━━━ ARTICLE ━━━

= Tel Abib =

Ancient city mentioned in The book of Ezekiel

Tel Abib (תל אביב, "the hill of Spring", from Akkadian Tel Abûbi, "The Tel of the flood") is an unidentified tell ("hill city") on the Kebar Canal, near Nippur in what is now Iraq. Tel Abib is mentioned by Ezekiel in Ezekiel 3:15:

Then I came to them of the captivity at Tel Abib, that lived by the river Chebar, and to where they lived; and I sat there overwhelmed among them seven days.

==Location==
The Kebar or Chebar Canal (or River) is the setting of several important scenes of the Book of Ezekiel, including the opening verses. The book refers to this river eight times in total.

Some older biblical commentaries identified the Chebar with the Khabur River in what is now Syria. The Khabur is mentioned in as the "Habor". However, more recent scholarship is agreed that the location of the Kebar Canal is near Nippur in Iraq.

The ka-ba-ru waterway (Akkadian) is mentioned among the 5th century BCE Murashu archives from Nippur. It was part of a complex network of irrigation and transport canals which also included the Shatt el-Nil, a silted up canal toward the east of Babylon.

━━━ GIVEN INFORMATION ━━━

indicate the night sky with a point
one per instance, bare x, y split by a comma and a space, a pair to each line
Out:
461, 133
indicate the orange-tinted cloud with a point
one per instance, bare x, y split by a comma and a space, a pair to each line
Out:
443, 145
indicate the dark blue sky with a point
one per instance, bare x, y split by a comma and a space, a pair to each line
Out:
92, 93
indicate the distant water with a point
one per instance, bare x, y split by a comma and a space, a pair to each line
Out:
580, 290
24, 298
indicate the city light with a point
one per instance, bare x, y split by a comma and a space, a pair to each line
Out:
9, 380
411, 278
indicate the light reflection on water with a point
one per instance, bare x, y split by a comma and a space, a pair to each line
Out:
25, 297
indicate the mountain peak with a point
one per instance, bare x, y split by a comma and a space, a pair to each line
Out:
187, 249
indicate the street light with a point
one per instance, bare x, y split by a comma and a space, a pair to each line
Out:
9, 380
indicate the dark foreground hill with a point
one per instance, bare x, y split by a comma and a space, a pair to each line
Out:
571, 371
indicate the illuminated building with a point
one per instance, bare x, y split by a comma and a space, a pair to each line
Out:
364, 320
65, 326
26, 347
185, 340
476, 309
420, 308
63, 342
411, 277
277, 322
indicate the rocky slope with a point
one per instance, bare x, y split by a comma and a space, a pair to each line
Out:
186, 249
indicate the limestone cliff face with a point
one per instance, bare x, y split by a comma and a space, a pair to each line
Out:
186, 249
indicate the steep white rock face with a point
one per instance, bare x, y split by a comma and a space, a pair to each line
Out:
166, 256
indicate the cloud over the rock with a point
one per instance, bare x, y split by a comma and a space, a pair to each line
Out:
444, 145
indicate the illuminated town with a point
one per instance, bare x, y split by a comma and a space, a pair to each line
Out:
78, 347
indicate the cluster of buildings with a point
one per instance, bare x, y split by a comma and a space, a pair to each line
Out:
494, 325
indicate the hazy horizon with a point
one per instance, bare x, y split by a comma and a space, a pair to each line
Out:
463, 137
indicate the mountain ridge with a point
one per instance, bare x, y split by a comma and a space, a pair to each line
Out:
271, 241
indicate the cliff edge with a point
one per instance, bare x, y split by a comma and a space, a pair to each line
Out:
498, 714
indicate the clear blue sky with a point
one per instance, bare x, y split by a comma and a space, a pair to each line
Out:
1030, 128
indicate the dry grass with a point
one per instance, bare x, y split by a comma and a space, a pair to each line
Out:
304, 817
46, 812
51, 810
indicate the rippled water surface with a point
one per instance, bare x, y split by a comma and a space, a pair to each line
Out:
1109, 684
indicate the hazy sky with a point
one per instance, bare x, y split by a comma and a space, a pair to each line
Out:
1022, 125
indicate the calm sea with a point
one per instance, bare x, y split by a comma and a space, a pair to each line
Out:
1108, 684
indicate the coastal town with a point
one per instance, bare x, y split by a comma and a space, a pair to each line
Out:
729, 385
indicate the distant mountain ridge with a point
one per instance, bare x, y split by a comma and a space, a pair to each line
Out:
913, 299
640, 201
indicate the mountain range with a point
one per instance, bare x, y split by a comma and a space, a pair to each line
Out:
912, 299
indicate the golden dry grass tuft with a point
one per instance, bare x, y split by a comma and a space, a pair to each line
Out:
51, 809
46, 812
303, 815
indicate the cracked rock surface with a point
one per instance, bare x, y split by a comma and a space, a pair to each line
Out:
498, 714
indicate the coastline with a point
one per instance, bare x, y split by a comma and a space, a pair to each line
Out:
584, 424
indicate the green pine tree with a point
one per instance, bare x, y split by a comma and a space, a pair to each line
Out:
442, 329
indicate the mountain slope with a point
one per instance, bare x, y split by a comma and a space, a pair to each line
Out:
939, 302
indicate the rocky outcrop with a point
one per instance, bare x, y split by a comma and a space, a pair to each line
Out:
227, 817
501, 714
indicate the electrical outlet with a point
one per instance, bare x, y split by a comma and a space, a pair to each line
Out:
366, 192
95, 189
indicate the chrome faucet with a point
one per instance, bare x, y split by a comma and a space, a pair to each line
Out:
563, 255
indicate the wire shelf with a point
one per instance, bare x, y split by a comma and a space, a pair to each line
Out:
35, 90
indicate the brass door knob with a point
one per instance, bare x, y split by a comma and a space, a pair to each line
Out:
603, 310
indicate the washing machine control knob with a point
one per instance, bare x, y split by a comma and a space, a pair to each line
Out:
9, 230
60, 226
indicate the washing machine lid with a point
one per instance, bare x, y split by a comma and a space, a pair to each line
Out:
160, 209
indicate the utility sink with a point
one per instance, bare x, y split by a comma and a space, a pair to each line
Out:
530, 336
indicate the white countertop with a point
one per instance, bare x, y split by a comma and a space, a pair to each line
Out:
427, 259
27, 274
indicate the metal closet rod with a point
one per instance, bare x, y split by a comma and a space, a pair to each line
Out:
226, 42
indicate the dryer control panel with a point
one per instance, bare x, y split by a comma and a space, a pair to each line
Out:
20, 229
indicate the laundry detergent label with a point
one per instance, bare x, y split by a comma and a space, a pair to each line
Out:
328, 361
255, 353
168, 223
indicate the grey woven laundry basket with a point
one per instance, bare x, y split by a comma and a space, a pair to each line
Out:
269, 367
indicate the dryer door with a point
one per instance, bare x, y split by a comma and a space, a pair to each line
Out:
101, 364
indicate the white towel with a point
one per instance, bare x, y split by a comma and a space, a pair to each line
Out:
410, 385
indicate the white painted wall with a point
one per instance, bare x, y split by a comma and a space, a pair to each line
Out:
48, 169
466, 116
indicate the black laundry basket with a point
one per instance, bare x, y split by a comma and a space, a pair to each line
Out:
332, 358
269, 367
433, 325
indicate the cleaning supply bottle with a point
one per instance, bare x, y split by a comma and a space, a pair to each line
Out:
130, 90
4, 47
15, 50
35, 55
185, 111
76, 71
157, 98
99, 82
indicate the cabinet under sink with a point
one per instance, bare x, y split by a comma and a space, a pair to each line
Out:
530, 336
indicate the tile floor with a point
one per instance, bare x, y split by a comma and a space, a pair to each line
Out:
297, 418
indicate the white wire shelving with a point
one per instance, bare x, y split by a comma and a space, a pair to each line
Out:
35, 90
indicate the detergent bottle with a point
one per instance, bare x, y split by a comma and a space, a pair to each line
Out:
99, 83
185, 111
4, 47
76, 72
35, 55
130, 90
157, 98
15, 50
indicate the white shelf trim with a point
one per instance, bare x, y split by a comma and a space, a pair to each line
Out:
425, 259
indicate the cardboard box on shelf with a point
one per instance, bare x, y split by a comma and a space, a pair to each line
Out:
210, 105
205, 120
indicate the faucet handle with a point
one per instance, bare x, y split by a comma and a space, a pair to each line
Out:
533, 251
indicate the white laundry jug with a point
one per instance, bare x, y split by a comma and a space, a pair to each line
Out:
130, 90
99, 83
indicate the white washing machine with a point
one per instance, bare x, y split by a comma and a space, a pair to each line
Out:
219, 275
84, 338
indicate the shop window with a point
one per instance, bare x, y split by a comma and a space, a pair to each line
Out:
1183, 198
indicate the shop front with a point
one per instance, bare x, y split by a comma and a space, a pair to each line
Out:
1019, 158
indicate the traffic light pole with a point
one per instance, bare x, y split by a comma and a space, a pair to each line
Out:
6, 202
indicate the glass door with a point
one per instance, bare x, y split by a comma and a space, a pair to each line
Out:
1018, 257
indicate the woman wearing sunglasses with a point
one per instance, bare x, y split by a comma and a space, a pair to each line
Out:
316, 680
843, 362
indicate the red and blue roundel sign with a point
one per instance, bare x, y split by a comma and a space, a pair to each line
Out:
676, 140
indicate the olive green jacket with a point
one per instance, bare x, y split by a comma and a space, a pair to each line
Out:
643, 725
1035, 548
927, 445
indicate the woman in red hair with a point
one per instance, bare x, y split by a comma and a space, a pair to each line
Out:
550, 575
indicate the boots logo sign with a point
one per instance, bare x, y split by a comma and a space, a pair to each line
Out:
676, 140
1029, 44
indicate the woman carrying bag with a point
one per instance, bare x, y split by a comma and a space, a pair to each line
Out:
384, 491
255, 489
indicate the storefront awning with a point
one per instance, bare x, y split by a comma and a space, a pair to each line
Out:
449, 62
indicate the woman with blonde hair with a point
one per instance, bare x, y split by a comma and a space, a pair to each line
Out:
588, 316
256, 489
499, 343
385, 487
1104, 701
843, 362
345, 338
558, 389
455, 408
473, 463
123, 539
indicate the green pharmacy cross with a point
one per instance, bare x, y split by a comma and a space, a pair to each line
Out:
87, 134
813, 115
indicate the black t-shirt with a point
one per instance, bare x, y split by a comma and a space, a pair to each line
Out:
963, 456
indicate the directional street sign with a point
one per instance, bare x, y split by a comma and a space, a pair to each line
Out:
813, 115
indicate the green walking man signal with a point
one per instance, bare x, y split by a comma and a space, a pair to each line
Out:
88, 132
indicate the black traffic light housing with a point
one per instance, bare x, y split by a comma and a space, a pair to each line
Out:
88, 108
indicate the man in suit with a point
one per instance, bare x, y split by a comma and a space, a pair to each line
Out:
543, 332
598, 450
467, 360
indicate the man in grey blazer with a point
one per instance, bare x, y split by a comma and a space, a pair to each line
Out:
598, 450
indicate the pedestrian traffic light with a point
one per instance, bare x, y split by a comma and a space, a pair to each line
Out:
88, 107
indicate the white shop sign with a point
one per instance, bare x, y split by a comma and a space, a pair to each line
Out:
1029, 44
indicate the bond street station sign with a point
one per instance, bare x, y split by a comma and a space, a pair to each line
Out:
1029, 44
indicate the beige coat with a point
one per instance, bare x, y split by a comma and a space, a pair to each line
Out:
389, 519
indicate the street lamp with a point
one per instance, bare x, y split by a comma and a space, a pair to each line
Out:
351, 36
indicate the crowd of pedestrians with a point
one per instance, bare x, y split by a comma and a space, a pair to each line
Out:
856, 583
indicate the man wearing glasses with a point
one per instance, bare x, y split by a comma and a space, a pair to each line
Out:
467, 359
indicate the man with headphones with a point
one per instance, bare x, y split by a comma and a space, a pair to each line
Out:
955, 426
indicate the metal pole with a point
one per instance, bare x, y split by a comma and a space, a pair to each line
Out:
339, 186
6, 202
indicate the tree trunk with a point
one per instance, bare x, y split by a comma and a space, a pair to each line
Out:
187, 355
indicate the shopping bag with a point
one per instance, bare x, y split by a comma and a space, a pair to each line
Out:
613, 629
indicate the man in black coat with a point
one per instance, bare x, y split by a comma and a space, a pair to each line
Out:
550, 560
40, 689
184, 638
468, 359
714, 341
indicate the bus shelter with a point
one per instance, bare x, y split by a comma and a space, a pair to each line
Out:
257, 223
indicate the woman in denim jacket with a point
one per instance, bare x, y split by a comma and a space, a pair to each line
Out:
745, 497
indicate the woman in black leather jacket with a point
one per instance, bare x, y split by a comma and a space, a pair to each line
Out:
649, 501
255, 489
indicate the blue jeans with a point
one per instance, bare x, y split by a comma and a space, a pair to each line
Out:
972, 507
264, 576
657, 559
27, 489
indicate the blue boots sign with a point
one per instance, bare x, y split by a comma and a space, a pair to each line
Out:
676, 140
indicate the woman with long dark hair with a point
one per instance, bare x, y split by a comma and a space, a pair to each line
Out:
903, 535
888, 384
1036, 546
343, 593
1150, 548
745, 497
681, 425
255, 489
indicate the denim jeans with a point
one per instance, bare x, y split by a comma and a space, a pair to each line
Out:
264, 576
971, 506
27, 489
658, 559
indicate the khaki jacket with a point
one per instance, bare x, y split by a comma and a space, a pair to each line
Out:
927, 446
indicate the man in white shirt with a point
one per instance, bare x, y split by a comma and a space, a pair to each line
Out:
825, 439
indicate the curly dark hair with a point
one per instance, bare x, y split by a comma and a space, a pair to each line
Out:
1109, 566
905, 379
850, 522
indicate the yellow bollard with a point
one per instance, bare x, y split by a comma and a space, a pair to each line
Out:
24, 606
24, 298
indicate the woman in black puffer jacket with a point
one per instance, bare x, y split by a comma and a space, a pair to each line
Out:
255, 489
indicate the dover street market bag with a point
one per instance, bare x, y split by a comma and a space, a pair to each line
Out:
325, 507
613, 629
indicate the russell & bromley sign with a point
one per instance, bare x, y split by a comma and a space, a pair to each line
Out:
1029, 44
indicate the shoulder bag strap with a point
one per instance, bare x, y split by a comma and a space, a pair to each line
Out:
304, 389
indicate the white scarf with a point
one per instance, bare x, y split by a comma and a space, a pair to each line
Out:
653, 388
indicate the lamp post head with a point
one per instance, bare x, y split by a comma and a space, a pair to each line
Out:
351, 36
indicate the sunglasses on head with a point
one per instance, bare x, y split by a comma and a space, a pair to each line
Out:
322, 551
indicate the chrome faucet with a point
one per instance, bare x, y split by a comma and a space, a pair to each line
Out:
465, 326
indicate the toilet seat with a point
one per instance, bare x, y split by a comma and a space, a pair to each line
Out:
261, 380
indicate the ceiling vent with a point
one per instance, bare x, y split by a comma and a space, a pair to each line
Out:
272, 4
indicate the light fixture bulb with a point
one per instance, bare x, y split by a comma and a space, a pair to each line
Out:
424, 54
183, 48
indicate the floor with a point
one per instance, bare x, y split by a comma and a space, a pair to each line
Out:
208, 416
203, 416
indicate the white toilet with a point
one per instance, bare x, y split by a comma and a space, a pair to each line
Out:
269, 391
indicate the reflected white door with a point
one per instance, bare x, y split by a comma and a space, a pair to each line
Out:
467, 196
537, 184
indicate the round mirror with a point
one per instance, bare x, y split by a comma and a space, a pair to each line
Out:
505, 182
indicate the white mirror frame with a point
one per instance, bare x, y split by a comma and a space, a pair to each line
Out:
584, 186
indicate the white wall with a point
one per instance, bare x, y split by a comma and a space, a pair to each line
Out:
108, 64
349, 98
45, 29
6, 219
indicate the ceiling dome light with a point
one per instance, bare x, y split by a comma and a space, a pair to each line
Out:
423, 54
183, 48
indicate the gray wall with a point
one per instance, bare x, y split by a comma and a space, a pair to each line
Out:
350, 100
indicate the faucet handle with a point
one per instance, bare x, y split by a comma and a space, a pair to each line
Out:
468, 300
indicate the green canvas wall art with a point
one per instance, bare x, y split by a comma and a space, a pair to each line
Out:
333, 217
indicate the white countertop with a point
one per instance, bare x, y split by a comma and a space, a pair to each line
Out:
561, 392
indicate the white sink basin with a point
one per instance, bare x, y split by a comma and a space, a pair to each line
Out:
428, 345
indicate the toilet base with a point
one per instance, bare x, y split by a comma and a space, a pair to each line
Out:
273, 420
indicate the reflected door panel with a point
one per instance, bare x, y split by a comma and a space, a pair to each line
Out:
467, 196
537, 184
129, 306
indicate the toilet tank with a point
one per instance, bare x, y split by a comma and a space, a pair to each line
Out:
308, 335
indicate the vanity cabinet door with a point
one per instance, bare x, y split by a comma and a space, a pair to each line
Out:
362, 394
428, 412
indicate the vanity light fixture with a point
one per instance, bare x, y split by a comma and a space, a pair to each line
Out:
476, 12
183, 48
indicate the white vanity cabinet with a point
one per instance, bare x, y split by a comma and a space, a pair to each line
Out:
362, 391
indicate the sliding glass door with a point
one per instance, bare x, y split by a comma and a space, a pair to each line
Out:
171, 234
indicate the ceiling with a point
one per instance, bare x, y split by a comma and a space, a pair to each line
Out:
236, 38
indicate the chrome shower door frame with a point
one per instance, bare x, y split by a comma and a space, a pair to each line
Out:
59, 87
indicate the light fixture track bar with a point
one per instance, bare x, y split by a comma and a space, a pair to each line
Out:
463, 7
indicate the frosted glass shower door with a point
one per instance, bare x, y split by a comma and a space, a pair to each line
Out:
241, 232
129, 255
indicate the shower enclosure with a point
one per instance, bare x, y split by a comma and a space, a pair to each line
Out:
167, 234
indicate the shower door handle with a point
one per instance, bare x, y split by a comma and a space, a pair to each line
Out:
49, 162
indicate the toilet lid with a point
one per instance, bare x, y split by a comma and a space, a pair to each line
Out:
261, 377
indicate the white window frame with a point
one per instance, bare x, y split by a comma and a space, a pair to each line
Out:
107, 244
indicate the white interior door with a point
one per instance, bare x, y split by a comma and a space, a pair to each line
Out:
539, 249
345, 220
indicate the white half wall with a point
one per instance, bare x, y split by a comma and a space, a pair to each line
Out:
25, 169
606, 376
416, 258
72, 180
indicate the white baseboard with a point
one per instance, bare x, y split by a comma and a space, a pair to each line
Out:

━━━

→ TASK LIST:
A – In one to three sentences, explain how the Tel Abib article accounts for the name "Tel Abib."
B – Collect every line of the rows above that contains the string "jacket". Case counts.

→ THE SOLUTIONS:
A – The article gives the Hebrew name as meaning "the hill of Spring" and traces it to the Akkadian Tel Abûbi, "The Tel of the flood." It also glosses a tell as a "hill city."

B –
indicate the olive green jacket with a point
indicate the woman in denim jacket with a point
indicate the woman in black leather jacket with a point
indicate the khaki jacket with a point
indicate the woman in black puffer jacket with a point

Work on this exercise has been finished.